-- START TASK MATERIAL --
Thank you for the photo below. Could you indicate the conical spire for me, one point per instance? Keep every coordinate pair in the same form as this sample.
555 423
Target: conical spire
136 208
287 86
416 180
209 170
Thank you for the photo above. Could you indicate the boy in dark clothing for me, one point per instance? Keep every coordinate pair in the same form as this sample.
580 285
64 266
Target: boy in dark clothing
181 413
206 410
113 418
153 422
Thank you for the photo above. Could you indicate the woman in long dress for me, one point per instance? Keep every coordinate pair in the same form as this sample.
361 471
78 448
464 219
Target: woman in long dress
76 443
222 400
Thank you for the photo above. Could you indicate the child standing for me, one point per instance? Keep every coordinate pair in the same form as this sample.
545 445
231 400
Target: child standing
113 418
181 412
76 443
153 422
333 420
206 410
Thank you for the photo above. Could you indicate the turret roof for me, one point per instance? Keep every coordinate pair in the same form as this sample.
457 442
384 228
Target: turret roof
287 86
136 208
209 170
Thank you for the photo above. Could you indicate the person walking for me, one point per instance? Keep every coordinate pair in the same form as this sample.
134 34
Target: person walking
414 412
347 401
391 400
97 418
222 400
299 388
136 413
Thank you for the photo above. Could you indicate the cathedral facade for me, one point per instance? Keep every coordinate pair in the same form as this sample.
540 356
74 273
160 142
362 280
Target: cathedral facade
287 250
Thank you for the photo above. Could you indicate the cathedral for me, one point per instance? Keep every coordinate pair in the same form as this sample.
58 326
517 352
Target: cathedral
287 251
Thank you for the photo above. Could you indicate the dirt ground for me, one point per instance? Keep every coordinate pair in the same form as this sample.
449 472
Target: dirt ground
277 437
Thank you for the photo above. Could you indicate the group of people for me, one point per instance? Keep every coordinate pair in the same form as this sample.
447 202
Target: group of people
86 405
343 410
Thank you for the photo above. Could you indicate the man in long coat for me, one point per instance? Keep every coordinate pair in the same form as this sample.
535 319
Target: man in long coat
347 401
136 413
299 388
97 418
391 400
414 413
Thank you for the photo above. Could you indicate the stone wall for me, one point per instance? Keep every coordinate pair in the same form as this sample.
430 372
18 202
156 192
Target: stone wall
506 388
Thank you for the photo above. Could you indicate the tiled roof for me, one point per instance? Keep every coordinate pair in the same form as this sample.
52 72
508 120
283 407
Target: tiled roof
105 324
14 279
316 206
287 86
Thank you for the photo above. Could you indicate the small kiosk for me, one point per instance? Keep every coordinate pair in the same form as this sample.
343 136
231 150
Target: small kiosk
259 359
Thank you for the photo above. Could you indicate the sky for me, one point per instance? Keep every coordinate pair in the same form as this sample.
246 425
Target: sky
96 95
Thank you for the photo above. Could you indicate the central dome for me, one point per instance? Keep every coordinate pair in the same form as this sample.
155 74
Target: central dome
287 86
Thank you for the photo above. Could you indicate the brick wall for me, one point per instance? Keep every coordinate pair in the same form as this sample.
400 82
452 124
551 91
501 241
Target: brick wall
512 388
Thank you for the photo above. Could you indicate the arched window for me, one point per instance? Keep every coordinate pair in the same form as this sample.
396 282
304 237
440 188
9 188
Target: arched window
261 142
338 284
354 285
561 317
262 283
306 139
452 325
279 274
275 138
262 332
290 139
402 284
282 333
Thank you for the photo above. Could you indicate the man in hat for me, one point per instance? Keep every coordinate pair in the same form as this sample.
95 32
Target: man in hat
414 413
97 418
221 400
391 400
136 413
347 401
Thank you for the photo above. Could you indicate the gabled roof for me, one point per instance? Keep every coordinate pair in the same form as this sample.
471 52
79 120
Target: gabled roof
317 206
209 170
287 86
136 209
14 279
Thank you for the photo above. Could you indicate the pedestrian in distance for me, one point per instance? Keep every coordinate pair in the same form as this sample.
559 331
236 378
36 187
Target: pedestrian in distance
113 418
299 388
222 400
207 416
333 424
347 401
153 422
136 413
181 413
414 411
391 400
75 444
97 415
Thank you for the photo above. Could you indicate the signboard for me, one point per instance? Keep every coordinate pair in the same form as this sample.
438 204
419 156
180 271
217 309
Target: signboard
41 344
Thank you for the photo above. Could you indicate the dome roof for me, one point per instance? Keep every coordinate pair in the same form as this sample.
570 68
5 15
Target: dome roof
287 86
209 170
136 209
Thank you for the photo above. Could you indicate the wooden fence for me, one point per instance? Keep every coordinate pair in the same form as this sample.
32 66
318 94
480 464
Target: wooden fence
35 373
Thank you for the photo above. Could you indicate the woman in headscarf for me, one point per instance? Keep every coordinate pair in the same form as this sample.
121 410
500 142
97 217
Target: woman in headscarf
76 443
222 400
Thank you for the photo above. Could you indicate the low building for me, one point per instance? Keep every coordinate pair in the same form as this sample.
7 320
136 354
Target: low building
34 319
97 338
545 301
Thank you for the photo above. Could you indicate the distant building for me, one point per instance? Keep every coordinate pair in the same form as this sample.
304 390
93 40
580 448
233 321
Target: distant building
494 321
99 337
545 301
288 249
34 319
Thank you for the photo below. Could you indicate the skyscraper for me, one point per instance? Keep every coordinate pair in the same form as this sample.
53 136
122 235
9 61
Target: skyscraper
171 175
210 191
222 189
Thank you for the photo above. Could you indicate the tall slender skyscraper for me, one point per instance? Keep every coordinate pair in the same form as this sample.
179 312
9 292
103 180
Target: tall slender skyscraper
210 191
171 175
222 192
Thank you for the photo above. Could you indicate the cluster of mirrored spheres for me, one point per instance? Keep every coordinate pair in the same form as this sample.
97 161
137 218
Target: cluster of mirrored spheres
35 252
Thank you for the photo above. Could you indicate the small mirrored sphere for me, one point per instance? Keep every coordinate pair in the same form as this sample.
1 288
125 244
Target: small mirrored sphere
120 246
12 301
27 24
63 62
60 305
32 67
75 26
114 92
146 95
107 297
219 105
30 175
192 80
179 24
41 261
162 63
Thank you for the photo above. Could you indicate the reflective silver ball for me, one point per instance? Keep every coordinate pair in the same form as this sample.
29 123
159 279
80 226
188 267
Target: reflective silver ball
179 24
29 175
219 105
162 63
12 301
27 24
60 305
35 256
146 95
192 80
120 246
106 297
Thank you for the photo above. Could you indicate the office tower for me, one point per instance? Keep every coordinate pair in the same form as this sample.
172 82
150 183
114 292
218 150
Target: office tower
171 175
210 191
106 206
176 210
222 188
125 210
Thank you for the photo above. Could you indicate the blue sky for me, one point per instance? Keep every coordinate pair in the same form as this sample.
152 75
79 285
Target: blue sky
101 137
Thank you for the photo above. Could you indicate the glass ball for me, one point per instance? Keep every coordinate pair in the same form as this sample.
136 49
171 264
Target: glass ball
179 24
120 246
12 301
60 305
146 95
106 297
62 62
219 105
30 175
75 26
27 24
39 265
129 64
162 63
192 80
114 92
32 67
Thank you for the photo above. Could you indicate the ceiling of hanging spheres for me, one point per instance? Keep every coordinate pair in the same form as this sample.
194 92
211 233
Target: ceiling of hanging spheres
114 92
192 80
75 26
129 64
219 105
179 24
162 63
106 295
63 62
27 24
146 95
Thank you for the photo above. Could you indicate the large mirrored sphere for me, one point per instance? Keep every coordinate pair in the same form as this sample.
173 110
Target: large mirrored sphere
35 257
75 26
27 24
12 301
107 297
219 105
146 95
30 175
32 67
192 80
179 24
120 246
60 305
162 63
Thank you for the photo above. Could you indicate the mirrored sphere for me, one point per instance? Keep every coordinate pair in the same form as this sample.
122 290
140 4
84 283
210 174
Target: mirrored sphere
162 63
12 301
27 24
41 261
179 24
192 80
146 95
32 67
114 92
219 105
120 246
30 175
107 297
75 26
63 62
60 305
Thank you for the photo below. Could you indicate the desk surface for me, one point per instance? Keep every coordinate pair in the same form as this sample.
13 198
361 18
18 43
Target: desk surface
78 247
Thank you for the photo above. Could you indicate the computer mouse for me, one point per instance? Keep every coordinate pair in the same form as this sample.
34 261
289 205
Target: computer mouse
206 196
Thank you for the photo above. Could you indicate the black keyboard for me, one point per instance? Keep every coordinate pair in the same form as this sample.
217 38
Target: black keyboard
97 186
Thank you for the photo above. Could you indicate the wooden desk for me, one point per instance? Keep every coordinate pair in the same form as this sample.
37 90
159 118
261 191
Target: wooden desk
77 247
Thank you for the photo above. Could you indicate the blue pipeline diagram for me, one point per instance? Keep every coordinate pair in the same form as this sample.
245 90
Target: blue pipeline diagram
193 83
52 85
-- END TASK MATERIAL --
Extract every line from the one containing "Thank you for the photo above. Could you indicate the black" through the last line of the data, inclusive, exactly as written.

Thank you for the photo above. Could you indicate the black keyboard for me, one point per instance? Keep every coordinate pair in the same form as this sample.
217 38
Target: black keyboard
97 186
Thank you for the photo above. Could you indicate the wooden desk for me, one point per instance? Keep every coordinate pair in the same form as this sample.
37 90
159 118
261 191
Target: wooden desk
77 247
Thank you for the photo above. Could you indicate the blue pipeline diagram for me, one point per instance? Keep every coordinate pair in the same form as this sample.
245 90
Target: blue pipeline diagram
193 83
52 85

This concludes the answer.